▼

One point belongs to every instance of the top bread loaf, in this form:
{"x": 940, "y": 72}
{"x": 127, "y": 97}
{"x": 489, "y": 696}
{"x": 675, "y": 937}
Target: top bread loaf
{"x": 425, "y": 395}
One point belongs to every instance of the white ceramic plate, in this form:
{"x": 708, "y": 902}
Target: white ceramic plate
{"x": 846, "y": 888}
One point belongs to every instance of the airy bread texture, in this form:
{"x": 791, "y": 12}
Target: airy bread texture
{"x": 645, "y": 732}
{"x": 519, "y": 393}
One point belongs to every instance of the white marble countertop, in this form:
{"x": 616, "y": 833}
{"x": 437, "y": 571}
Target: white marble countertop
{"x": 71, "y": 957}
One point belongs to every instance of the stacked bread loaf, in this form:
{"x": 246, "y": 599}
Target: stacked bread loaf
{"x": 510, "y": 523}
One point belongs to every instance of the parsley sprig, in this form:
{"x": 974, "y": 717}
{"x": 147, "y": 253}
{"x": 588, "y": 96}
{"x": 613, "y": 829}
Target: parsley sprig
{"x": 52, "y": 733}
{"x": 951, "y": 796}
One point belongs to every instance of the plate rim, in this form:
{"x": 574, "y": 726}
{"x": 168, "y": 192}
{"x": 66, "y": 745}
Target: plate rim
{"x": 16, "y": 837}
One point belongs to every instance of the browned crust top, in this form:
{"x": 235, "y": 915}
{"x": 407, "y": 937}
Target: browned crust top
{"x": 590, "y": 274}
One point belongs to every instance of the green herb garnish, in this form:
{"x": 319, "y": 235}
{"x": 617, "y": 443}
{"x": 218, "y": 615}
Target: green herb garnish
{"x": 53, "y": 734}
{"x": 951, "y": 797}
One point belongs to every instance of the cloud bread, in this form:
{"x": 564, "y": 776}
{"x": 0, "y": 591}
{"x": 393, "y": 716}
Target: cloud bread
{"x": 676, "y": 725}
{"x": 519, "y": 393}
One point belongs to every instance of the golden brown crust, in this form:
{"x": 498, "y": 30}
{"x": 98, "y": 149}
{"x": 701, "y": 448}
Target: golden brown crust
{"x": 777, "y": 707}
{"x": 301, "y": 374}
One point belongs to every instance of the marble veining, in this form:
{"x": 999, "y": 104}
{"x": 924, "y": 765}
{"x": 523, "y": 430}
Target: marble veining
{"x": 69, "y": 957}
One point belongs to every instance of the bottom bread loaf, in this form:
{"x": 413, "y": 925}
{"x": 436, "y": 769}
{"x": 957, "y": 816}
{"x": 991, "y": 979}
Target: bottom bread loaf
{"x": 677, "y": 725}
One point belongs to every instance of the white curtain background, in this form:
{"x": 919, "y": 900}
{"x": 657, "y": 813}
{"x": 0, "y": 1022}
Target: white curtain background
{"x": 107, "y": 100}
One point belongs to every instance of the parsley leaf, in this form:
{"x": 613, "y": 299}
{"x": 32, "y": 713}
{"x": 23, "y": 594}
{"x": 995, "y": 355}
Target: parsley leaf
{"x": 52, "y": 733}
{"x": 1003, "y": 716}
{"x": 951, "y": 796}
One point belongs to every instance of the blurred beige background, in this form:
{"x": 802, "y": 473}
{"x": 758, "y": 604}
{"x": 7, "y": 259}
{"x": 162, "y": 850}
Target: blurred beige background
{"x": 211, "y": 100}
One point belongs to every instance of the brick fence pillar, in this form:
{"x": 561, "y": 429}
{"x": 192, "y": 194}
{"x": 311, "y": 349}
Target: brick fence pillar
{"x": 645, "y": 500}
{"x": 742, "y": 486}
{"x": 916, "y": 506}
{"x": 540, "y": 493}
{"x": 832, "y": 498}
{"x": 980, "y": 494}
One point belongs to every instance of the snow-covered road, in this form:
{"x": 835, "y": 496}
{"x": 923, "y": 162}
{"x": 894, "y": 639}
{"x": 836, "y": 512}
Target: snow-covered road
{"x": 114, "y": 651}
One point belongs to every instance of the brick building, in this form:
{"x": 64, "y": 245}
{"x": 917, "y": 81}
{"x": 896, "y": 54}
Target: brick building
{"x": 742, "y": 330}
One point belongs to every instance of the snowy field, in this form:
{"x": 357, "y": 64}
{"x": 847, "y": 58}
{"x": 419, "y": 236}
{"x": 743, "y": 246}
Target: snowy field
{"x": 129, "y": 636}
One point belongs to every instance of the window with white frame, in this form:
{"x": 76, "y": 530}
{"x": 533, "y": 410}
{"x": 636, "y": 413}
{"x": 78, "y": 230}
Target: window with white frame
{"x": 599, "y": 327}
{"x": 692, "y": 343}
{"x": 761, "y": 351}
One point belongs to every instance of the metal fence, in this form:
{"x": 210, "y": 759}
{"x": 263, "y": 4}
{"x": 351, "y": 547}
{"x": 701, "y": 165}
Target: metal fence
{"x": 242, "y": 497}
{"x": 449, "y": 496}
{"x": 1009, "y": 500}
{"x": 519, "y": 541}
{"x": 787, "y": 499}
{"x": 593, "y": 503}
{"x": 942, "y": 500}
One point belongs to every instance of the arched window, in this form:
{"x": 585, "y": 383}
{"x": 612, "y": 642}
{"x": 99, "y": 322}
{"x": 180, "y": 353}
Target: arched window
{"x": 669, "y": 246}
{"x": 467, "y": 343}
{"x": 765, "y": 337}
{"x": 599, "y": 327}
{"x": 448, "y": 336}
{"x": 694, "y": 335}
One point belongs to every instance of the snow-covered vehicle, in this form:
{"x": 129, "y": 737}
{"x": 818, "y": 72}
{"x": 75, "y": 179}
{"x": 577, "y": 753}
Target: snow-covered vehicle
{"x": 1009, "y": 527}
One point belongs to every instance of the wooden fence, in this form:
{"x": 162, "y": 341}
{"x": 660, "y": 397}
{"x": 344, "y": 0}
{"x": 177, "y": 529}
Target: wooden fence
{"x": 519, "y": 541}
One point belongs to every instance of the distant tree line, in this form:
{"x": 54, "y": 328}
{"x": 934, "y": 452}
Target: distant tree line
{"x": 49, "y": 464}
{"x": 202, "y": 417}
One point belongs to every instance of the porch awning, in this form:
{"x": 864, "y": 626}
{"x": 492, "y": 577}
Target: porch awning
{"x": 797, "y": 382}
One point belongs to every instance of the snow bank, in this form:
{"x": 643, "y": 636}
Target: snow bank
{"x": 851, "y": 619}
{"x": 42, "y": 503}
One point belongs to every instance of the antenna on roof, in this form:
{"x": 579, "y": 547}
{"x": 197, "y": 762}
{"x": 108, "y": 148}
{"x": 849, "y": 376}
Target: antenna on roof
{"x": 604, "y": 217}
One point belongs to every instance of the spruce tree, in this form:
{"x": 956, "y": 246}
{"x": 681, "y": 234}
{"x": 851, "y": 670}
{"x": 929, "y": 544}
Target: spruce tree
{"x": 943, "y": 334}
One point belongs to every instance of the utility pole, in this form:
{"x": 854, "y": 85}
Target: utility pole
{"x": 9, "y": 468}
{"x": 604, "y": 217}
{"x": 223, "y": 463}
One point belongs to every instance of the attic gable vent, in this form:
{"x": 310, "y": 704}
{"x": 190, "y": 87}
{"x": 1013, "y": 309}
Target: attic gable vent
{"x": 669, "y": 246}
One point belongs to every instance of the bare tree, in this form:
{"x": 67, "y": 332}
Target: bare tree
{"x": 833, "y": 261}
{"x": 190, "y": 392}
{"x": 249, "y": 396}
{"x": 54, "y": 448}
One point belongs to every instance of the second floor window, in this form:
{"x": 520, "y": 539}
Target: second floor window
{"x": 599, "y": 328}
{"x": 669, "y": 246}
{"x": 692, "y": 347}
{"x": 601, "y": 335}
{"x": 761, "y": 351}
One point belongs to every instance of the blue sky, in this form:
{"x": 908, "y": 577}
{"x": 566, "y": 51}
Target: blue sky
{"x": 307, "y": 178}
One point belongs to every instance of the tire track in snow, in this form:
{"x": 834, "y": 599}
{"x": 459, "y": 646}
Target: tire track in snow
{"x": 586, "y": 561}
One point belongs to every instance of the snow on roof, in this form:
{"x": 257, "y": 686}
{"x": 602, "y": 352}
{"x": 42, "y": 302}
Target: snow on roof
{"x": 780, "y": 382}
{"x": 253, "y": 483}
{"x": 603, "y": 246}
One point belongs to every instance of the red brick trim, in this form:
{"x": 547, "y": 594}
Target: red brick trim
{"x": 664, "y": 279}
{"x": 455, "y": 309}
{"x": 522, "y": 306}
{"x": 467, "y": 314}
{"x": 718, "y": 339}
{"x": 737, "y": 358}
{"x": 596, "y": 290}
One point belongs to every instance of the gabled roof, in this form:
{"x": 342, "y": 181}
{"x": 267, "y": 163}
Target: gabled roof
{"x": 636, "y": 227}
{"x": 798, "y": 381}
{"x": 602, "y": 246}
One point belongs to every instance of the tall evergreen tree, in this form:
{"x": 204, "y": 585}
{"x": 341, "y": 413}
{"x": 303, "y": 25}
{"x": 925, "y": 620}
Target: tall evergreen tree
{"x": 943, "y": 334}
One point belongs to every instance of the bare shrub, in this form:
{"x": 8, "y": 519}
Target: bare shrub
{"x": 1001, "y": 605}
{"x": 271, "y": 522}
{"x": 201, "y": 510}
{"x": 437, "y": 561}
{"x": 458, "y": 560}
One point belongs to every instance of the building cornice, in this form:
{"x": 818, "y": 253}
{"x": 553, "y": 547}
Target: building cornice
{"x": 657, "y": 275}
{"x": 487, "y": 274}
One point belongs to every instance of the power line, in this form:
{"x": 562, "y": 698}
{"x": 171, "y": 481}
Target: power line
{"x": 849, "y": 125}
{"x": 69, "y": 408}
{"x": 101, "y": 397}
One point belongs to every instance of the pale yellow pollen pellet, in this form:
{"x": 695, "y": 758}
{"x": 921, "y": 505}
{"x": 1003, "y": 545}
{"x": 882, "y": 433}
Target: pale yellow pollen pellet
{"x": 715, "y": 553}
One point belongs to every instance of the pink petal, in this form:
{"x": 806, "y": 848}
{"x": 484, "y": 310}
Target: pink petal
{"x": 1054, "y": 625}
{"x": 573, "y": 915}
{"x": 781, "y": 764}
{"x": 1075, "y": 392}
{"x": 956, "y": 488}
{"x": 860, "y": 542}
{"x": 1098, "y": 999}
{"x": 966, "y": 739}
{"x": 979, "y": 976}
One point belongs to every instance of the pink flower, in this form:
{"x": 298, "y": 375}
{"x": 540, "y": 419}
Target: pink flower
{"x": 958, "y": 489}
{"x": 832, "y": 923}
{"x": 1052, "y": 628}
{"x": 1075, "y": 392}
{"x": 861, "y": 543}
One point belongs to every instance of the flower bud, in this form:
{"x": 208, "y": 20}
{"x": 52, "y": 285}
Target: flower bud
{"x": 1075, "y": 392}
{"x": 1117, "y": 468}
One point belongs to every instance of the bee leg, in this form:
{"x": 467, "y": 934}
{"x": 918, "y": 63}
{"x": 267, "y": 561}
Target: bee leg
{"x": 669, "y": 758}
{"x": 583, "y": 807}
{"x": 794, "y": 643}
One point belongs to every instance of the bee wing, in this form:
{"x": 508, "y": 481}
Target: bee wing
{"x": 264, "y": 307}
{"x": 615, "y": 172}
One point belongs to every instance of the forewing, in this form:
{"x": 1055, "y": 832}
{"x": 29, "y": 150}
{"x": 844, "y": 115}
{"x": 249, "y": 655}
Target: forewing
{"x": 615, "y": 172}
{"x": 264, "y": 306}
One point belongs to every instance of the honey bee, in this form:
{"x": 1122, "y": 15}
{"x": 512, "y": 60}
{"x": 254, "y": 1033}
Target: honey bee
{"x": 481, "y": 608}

▲

_Exercise details_:
Reproduce the data verbatim, starting at the line that contains "One point belongs to every instance of the power" and stopping after the final line of the data, with both of those lines included.

_Correct response_:
One point belongs to every instance of the power line, in this form:
{"x": 562, "y": 698}
{"x": 171, "y": 481}
Target: power line
{"x": 849, "y": 125}
{"x": 69, "y": 408}
{"x": 101, "y": 397}
One point belongs to every instance of the pale yellow pollen pellet, in this form:
{"x": 695, "y": 758}
{"x": 921, "y": 505}
{"x": 1003, "y": 545}
{"x": 882, "y": 433}
Target: pale yellow pollen pellet
{"x": 715, "y": 553}
One point belongs to every instance of the pink petal, in this form:
{"x": 806, "y": 848}
{"x": 484, "y": 310}
Target: pink petal
{"x": 1054, "y": 625}
{"x": 573, "y": 915}
{"x": 781, "y": 764}
{"x": 1075, "y": 392}
{"x": 956, "y": 488}
{"x": 860, "y": 542}
{"x": 1098, "y": 999}
{"x": 966, "y": 739}
{"x": 979, "y": 976}
One point belongs to every instance of the pink flower, in this form:
{"x": 298, "y": 375}
{"x": 540, "y": 419}
Target: pink flower
{"x": 958, "y": 489}
{"x": 832, "y": 923}
{"x": 1052, "y": 628}
{"x": 1075, "y": 392}
{"x": 861, "y": 543}
One point belongs to every instance of the flower bud, in this form:
{"x": 208, "y": 20}
{"x": 52, "y": 285}
Target: flower bud
{"x": 1075, "y": 392}
{"x": 1117, "y": 468}
One point belongs to every instance of the bee leg, in this form:
{"x": 467, "y": 934}
{"x": 918, "y": 63}
{"x": 267, "y": 561}
Target: bee leg
{"x": 669, "y": 758}
{"x": 583, "y": 807}
{"x": 794, "y": 643}
One point belongs to every instance of the bee wing, in this form:
{"x": 508, "y": 481}
Target: bee wing
{"x": 264, "y": 307}
{"x": 615, "y": 172}
One point belongs to every instance of the forewing, in this form:
{"x": 1055, "y": 832}
{"x": 29, "y": 150}
{"x": 844, "y": 115}
{"x": 249, "y": 655}
Target: forewing
{"x": 615, "y": 172}
{"x": 264, "y": 306}
One point belongs to every instance of the honey bee, in this form:
{"x": 1122, "y": 15}
{"x": 512, "y": 60}
{"x": 254, "y": 1033}
Target: honey bee
{"x": 481, "y": 608}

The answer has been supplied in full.